### Page excerpt

Sherman's Town Hall reading on Monday, April 23rd, at 7 pm will be a benefit for Real Change, and will also feature readings from our own Anitra Freeman and Stan Burriss.
ALEXIE: It always bothered me, for instance, with the American Indian Movement and the Leonard Peltier case. I reflexively supported Leonard Peltier until very recently. Just because, you know, I am fully aware of what the FBI is capable of in this country, and has always been capable of in this country. But then I actually looked at what happened that day on the Pine Ridge Res. Two FBI agents holed up, at the compound. I have no problem believing they shot first. Whatever happened, there was a gunfight. The FBI agents were mortally wounded, defenseless, and one, two or three — depending on the stories — people, walked down the hill 100 yards, went around the cars, stood over the FBI agents, and shot them in the face. By any definition of the term, that is a crime.
RC: It’s an execution.
ALEXIE: If you believe what was happening at Pine Ridge was a war, and therefore both sides were protecting something. If you even believe AIM was practicing self-defense that day, in the context of war, still, it couldn’t be self-defense. Because the FBI agents were no longer capable of harming anybody. It was war, the FBI agents were no longer able to fight. So there was no self-defense anymore, and they were defenseless enemy combatants. So it was a war crime. So one of those moments when you realize, oh shit, I have been supporting a war criminal.

[Saved data entries]
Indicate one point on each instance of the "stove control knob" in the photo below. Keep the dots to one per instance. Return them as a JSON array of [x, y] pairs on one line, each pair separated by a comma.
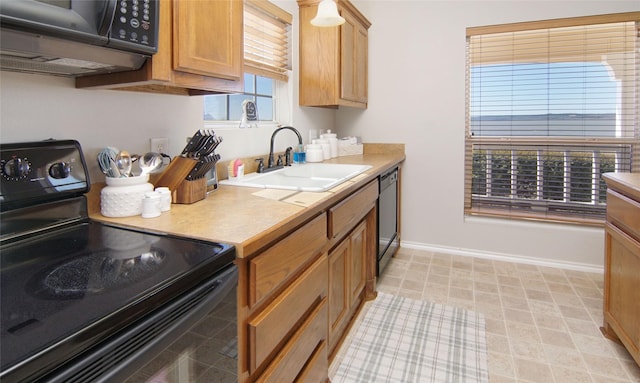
[[16, 168], [60, 170]]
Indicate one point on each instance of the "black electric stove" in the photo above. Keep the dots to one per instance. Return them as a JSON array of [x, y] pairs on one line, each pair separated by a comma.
[[71, 287]]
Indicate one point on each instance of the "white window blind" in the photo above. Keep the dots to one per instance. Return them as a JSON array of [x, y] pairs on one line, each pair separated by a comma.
[[551, 105], [266, 39]]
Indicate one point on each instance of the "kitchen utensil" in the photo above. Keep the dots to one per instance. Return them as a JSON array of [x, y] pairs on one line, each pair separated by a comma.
[[123, 162], [203, 166], [197, 142], [150, 162], [107, 162]]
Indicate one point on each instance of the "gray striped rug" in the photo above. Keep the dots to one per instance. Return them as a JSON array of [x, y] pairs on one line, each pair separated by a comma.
[[401, 340]]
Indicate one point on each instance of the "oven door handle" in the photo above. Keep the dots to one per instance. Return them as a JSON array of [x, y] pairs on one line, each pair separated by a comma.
[[128, 351]]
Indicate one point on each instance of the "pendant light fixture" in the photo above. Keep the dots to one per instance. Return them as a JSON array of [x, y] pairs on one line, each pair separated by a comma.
[[327, 15]]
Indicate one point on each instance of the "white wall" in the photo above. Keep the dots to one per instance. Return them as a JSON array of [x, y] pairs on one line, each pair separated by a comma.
[[417, 96]]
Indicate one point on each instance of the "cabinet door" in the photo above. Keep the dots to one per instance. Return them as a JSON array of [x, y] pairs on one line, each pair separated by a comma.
[[622, 296], [353, 46], [338, 290], [357, 264], [208, 38]]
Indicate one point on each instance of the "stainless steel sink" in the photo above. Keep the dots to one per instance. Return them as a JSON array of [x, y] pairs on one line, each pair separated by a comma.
[[314, 177]]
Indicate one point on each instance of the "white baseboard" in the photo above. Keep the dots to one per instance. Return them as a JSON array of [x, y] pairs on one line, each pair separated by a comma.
[[503, 257]]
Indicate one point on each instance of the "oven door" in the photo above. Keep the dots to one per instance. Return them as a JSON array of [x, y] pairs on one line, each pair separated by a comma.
[[193, 337]]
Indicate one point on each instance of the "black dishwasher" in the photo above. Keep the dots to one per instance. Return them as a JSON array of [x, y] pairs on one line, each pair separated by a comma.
[[388, 241]]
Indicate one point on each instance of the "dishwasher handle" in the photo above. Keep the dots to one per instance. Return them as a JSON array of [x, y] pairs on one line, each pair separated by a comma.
[[388, 179]]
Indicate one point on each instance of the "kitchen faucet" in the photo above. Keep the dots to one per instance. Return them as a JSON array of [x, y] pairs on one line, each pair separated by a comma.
[[270, 163]]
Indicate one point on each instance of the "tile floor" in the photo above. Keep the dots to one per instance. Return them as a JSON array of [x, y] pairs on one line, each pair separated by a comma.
[[542, 323]]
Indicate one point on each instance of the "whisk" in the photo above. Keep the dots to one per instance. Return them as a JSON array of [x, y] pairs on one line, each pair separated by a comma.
[[107, 162]]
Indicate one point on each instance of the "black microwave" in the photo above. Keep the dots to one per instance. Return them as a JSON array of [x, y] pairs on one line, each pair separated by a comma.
[[93, 35]]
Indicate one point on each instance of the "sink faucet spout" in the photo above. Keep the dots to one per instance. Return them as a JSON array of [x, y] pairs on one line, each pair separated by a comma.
[[270, 163]]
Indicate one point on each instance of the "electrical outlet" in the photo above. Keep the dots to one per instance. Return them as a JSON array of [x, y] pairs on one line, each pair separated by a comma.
[[159, 145]]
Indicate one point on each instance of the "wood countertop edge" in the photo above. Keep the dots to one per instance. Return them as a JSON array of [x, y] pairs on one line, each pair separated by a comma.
[[628, 183], [265, 229]]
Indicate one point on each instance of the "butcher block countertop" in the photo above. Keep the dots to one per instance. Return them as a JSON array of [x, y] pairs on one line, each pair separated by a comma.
[[252, 218]]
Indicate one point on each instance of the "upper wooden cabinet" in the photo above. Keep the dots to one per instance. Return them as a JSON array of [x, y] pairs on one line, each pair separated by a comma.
[[200, 51], [333, 60]]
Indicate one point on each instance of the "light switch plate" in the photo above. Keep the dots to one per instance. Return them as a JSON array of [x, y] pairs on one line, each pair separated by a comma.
[[159, 145]]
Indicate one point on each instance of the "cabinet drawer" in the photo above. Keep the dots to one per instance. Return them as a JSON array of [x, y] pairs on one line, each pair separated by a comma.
[[273, 267], [269, 328], [624, 213], [347, 213], [300, 349]]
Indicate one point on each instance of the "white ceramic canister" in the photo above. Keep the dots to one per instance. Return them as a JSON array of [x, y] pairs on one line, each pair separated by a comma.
[[326, 148], [333, 142], [151, 204], [314, 153], [122, 197]]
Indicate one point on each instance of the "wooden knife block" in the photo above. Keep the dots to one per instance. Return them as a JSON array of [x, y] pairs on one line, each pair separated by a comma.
[[182, 190]]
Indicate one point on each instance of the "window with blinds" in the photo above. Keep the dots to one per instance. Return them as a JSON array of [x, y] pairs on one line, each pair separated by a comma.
[[267, 30], [551, 105], [266, 39]]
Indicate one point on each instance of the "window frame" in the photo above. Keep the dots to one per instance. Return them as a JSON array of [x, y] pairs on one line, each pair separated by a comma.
[[511, 142], [273, 17]]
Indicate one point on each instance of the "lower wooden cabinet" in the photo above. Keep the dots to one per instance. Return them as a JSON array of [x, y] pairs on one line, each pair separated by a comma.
[[268, 329], [622, 262], [301, 349], [298, 295], [347, 276]]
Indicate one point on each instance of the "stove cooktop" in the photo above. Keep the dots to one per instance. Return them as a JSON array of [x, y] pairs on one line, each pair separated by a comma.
[[71, 288]]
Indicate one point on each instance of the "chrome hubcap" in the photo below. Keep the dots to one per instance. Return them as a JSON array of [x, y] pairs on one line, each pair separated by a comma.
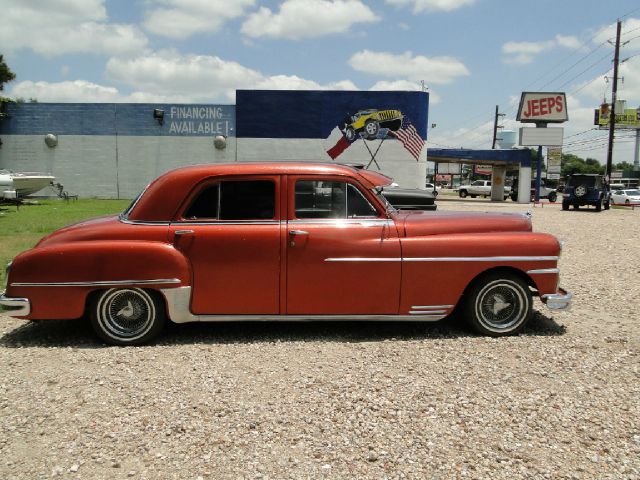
[[126, 313], [501, 305]]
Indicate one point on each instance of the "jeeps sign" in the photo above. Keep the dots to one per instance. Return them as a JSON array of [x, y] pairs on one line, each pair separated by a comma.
[[543, 107]]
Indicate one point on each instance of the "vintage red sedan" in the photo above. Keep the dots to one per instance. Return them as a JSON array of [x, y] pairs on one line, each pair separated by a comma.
[[283, 241]]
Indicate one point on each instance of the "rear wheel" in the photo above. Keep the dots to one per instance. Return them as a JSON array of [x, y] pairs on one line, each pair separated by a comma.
[[127, 316], [498, 304]]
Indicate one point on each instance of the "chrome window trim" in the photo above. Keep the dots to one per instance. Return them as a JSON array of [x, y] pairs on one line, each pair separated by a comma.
[[443, 259], [227, 222], [159, 281], [543, 271]]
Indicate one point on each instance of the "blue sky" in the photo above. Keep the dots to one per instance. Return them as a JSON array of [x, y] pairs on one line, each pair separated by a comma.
[[471, 54]]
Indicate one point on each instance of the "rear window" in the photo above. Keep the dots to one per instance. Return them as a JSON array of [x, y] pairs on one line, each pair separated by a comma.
[[235, 200]]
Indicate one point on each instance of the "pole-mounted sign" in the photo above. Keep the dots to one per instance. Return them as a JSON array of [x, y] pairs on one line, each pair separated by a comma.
[[542, 108]]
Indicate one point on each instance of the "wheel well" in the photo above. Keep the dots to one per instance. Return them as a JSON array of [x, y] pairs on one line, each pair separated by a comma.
[[504, 270], [93, 295]]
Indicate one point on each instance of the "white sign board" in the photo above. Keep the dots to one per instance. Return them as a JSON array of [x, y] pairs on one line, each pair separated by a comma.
[[449, 168], [532, 137], [543, 107]]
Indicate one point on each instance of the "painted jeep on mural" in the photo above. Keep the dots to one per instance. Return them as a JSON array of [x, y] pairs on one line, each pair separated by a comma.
[[283, 241], [369, 122]]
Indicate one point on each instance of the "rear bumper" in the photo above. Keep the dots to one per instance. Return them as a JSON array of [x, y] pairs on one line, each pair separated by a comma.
[[15, 307], [558, 301]]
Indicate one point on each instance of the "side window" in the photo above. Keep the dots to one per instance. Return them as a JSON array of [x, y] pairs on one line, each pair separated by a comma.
[[235, 200], [323, 199], [357, 205]]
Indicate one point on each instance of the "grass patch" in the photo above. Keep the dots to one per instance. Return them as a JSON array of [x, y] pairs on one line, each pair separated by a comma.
[[20, 229]]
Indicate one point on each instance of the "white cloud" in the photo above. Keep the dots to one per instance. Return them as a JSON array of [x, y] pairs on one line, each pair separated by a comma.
[[438, 70], [203, 78], [183, 18], [523, 53], [65, 26], [432, 5], [299, 19], [404, 86]]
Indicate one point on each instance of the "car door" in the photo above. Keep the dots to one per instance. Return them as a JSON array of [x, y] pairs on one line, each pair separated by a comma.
[[343, 254], [230, 231]]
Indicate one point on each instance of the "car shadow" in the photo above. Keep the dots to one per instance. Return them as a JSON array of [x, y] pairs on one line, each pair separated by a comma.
[[78, 333]]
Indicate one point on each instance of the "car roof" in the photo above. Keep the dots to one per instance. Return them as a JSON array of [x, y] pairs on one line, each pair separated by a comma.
[[164, 195]]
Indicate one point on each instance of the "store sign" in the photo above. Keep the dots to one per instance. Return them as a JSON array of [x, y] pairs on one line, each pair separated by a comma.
[[629, 119], [543, 107], [554, 160]]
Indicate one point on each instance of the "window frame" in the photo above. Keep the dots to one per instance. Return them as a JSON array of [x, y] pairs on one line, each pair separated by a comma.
[[348, 181], [208, 182]]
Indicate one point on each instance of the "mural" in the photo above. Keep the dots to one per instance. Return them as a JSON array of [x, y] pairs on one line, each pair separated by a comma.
[[339, 121]]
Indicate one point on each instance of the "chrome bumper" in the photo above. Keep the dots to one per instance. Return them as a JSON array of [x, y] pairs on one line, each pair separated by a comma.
[[558, 301], [15, 307]]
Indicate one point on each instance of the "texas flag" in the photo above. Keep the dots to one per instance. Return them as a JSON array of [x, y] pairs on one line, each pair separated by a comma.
[[339, 143]]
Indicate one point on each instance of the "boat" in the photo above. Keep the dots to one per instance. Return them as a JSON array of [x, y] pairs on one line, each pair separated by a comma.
[[24, 183]]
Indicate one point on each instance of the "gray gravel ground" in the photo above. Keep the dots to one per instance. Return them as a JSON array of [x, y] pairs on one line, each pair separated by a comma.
[[346, 400]]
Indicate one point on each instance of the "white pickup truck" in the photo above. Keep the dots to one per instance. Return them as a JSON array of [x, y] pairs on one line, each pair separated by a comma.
[[479, 188]]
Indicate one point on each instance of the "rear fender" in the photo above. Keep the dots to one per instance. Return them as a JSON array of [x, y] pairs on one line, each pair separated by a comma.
[[58, 279]]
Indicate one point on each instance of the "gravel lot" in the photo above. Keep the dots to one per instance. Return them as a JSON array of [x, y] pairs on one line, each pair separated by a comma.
[[346, 400]]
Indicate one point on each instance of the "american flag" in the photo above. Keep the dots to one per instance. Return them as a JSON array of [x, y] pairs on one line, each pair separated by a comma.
[[410, 138]]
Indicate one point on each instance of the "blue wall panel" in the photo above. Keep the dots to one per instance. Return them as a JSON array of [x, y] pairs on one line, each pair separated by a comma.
[[314, 114], [130, 119]]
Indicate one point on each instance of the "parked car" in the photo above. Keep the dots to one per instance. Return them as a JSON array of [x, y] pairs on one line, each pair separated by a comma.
[[585, 189], [283, 241], [545, 192], [626, 197], [479, 188]]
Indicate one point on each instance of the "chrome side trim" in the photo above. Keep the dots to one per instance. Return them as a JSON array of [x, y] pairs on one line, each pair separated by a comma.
[[429, 307], [106, 283], [142, 222], [543, 271], [444, 259], [179, 299], [15, 307], [192, 223], [373, 222]]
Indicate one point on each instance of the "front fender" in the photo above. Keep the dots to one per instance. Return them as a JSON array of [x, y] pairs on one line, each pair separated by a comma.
[[58, 279]]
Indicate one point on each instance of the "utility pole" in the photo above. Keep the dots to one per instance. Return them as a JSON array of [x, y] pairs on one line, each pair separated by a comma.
[[614, 97], [496, 127]]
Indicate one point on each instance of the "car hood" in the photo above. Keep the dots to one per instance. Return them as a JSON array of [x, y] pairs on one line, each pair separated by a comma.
[[432, 223], [101, 228]]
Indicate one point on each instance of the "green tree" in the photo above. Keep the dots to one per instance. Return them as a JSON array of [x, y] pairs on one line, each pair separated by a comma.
[[6, 75]]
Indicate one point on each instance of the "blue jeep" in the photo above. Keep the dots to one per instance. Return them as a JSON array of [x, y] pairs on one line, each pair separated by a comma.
[[586, 189]]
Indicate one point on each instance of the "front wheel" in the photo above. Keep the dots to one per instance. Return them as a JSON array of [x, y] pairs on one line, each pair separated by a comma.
[[498, 304], [127, 316]]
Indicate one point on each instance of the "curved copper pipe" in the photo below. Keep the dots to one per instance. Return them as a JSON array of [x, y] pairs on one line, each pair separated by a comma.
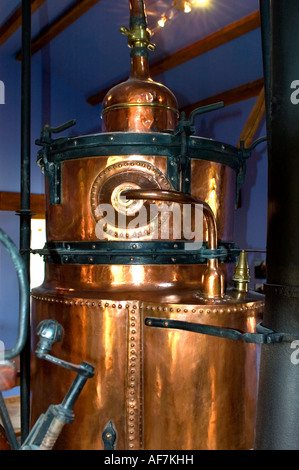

### Required actions
a) Condense the paragraph in the interview excerpt that begins "If you believe what was happening at Pine Ridge was a war" into a short bulleted list that keeps its main points.
b) Output the interview excerpt between "ALEXIE: It always" and "It’s an execution.", inclusive, with the wording unchanged.
The rows come from a different source than the interview excerpt.

### Responses
a)
- Even if Pine Ridge was a war and AIM was practicing self-defense, the killings could not count as self-defense.
- The FBI agents were no longer able to fight or harm anybody.
- As defenseless enemy combatants, their killing was a war crime.
- The speaker realized he had been supporting a war criminal.

b)
ALEXIE: It always bothered me, for instance, with the American Indian Movement and the Leonard Peltier case. I reflexively supported Leonard Peltier until very recently. Just because, you know, I am fully aware of what the FBI is capable of in this country, and has always been capable of in this country. But then I actually looked at what happened that day on the Pine Ridge Res. Two FBI agents holed up, at the compound. I have no problem believing they shot first. Whatever happened, there was a gunfight. The FBI agents were mortally wounded, defenseless, and one, two or three — depending on the stories — people, walked down the hill 100 yards, went around the cars, stood over the FBI agents, and shot them in the face. By any definition of the term, that is a crime.
RC: It’s an execution.